→ STATED PROBLEM
In the earnings remarks, what company-wide range is expected for the fourth-quarter oil differential?

→ PASSAGE TO READ
----

Production expense decreased to $3.82 per BOE, down from $3.99 per BOE last quarter. Third quarter cash G&A, excluding equity compensation, was an impressive $1.45 per BOE. Noncash equity compensation was $0.54 per BOE for a total G&A of $1.99 per BOE. Select cash costs, including lease operating expense, production tax, cash G&A and interest expense, came in at $10.97 per BOE for the third quarter, slightly lower than the second quarter, another solid quarter exemplifying our low-cost structure and showcasing our strong margins. I would expect this to continue to improve as production picks up next quarter.

Oil differentials were also lower in the quarter, coming in at a negative $4.98 per barrel, reflecting a full quarter with the new Dapple pipeline operating in the Bakken as well as improving differentials in Oklahoma. Corporately, this was a quarter-over-quarter improvement of $1.33. We expect additional improvement over the next several years as Continental's existing transportation contracts get renegotiated or roll off and as additional infrastructure is developed in Oklahoma. Near term, we expect the fourth quarter oil differential to be between $4.25 and $4.75 per barrel on a company-wide basis. Natural gas differentials also improved for the quarter and were a positive $0.02 for the month of September due to improved NGL pricing. We're continuing to see NGL price strength.

----

→ DATA EXTRACT
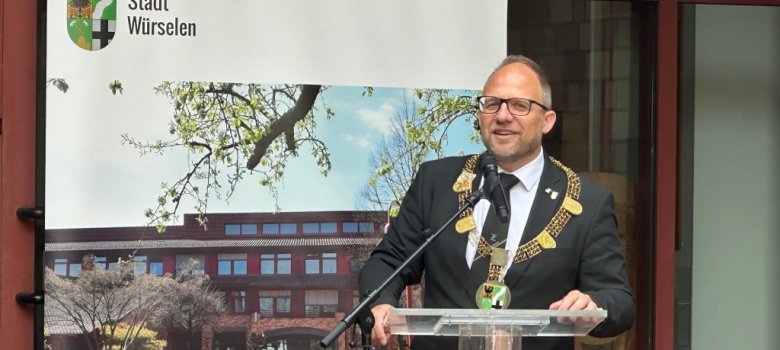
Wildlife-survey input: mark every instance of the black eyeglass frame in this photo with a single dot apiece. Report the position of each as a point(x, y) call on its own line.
point(506, 100)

----

→ FULL ANSWER
Between $4.25 and $4.75 per barrel.